WHAT YOU SHOULD DO:
Reproduce the items verbatim, beginning at the line that contains "outline grass, every instance" and stopping after the line that contains "[[[4,37],[1,37],[4,35]],[[48,39],[0,32],[2,55],[79,55],[78,39]]]".

╭─ RECORDED INFORMATION

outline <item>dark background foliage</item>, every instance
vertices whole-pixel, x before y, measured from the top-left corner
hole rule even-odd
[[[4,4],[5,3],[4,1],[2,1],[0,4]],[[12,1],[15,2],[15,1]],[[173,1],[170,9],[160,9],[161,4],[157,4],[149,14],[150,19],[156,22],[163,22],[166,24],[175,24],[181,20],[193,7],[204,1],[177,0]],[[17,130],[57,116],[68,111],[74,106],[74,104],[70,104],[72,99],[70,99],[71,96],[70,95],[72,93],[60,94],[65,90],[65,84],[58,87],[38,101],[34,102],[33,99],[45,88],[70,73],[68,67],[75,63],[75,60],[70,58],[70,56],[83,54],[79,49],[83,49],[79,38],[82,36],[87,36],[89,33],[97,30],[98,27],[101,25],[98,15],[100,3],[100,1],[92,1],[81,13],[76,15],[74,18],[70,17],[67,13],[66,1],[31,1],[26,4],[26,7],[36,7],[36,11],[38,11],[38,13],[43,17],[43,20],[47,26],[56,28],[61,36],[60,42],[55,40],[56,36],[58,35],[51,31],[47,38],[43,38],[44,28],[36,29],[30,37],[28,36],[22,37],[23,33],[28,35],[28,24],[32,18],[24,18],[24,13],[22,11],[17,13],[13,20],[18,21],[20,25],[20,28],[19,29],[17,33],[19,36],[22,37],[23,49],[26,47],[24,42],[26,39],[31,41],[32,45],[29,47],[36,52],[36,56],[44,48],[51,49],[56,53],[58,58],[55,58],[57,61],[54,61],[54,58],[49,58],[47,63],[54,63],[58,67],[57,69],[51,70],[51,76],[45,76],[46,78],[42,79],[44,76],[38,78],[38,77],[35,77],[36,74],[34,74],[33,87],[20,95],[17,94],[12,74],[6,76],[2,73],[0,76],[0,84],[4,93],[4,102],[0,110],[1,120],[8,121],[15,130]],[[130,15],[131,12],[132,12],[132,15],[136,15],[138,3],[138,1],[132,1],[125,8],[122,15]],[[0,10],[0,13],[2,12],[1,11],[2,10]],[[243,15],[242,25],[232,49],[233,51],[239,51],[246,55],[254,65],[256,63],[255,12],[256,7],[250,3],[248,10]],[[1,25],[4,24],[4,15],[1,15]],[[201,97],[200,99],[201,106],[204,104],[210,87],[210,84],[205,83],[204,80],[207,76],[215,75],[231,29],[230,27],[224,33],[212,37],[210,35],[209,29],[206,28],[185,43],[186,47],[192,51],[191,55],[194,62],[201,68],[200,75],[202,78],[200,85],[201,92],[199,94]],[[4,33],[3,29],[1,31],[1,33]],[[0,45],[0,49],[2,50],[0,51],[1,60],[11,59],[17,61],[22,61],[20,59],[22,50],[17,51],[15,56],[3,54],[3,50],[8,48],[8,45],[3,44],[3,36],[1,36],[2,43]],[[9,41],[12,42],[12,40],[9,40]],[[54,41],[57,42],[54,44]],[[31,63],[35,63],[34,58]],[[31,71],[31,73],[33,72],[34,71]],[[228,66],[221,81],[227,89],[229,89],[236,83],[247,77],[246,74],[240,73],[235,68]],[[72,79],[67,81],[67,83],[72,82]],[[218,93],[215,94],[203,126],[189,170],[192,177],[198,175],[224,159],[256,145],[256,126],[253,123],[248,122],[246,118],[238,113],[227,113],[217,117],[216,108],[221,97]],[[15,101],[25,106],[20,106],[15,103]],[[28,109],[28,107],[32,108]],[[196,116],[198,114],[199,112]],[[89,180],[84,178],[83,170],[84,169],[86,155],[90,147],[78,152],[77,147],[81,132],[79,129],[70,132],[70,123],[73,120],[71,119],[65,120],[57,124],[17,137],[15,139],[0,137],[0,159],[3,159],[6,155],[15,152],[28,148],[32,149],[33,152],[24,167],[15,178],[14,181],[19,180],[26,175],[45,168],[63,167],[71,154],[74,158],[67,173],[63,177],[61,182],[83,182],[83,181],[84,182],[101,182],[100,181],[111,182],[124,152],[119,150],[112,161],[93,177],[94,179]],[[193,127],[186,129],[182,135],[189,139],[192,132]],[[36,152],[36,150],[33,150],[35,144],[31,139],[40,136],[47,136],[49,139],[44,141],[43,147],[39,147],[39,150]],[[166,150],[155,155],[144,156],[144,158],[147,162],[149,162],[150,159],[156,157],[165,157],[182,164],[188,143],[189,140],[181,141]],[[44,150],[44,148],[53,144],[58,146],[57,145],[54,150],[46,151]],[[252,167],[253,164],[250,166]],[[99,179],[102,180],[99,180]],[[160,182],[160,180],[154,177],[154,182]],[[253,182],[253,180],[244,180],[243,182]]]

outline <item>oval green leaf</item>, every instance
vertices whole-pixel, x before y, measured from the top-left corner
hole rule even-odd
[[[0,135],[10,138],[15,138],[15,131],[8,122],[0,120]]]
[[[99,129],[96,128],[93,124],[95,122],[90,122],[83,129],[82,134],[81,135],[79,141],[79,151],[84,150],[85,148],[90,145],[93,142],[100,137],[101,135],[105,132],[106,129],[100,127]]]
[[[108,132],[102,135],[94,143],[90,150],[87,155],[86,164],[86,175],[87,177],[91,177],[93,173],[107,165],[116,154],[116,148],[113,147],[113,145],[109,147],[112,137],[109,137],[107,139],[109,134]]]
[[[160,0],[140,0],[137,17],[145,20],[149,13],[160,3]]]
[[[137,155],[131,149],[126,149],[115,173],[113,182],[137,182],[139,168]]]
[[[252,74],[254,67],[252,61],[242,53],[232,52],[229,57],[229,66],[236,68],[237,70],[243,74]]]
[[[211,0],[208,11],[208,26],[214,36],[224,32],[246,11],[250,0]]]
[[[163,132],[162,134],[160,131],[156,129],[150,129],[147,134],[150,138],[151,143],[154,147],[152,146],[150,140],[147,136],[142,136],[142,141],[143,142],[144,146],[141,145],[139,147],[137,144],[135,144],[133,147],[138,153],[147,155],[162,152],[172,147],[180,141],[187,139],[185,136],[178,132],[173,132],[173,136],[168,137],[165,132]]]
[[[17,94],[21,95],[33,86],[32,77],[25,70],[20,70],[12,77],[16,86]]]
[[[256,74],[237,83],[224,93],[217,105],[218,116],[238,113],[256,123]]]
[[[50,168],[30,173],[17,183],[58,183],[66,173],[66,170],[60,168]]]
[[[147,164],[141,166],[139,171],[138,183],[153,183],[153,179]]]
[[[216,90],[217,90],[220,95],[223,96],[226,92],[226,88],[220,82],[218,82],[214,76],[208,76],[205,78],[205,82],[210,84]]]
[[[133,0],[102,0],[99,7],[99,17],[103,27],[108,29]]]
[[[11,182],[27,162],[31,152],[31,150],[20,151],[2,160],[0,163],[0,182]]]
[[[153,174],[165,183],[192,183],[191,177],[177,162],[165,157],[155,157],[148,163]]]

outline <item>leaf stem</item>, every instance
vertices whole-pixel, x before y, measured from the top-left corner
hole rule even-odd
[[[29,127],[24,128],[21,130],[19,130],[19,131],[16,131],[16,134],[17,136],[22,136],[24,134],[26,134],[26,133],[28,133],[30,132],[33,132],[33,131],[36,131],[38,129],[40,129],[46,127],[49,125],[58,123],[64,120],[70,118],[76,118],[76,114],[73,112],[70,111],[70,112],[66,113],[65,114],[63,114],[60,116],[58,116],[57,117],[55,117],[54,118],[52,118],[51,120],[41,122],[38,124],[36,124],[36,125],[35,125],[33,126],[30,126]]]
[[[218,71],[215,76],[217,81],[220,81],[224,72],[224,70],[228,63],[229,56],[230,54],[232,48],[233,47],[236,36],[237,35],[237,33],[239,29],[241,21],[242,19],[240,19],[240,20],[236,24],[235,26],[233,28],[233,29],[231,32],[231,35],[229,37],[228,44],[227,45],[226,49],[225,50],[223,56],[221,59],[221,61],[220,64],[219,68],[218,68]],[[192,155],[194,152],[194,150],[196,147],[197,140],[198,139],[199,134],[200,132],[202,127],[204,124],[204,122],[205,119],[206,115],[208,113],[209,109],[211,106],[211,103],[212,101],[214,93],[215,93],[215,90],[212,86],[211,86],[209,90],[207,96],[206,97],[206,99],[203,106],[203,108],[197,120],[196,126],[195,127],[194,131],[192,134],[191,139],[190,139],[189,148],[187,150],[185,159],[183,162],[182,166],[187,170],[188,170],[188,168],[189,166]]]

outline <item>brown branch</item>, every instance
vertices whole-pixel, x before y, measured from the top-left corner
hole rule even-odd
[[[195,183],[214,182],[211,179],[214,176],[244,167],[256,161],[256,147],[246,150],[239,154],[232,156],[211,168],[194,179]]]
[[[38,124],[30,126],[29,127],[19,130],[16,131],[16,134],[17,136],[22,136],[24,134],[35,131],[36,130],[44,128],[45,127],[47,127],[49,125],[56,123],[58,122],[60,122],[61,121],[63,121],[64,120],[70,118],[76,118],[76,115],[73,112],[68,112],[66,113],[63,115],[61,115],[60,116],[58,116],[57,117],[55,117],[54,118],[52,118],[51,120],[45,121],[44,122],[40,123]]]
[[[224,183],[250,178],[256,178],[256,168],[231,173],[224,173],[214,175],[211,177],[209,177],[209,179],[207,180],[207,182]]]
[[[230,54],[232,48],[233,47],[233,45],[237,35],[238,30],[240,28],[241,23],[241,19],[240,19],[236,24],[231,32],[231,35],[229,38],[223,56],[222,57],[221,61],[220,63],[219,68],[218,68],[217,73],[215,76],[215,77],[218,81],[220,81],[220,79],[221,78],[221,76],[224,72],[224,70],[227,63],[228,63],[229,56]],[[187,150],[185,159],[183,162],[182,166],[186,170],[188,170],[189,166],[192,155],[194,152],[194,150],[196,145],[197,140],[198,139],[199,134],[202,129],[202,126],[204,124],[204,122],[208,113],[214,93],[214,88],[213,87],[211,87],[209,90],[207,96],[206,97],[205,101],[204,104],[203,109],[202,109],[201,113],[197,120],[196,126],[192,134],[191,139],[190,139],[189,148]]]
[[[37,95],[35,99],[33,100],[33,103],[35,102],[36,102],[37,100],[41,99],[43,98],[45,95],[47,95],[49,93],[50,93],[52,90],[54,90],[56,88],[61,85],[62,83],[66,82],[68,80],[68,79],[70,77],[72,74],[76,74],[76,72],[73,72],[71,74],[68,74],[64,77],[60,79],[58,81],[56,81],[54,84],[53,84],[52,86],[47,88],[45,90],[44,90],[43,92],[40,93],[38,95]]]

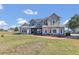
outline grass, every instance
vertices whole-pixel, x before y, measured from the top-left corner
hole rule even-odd
[[[4,37],[1,37],[4,35]],[[48,39],[0,32],[2,55],[79,55],[78,39]]]

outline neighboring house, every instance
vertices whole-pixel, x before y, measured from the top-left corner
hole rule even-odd
[[[20,33],[22,33],[22,34],[30,34],[30,31],[29,31],[29,24],[27,24],[27,23],[24,23],[23,25],[21,25],[20,27],[19,27],[19,31],[20,31]]]
[[[55,13],[44,19],[32,19],[30,21],[29,26],[27,25],[25,27],[21,26],[20,29],[22,29],[22,27],[28,29],[30,34],[42,34],[42,35],[64,34],[64,26],[60,25],[60,17]],[[22,31],[20,32],[23,33]]]

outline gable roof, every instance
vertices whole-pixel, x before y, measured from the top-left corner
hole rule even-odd
[[[24,23],[24,24],[22,24],[22,26],[28,26],[29,24],[27,24],[27,23]]]
[[[53,17],[56,16],[57,18],[60,18],[60,16],[58,16],[56,13],[51,14],[49,17]]]

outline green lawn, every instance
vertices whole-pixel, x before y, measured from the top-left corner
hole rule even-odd
[[[1,35],[4,37],[1,37]],[[78,39],[47,39],[33,35],[0,32],[0,54],[70,55],[79,54]]]

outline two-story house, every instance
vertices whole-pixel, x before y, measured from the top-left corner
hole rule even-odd
[[[60,25],[60,17],[55,13],[44,19],[32,19],[29,23],[30,34],[61,35],[64,33],[64,26]]]

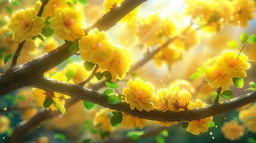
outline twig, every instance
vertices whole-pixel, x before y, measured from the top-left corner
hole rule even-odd
[[[79,83],[78,83],[78,85],[84,86],[87,82],[88,82],[90,80],[91,80],[91,79],[92,79],[93,77],[94,76],[94,74],[96,73],[97,70],[98,69],[98,68],[99,68],[99,67],[97,64],[96,66],[94,67],[94,69],[93,70],[92,72],[91,73],[91,75],[90,75],[90,76],[88,76],[87,77],[87,79],[86,79],[85,80],[84,80],[84,81],[80,82]]]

╰─

FINAL ANSWER:
outline grass, every instance
vertices whole-pixel, x before y, measured from the top-left corner
hole rule even-odd
[[[4,37],[1,37],[4,35]],[[48,39],[0,32],[2,55],[79,55],[78,39]]]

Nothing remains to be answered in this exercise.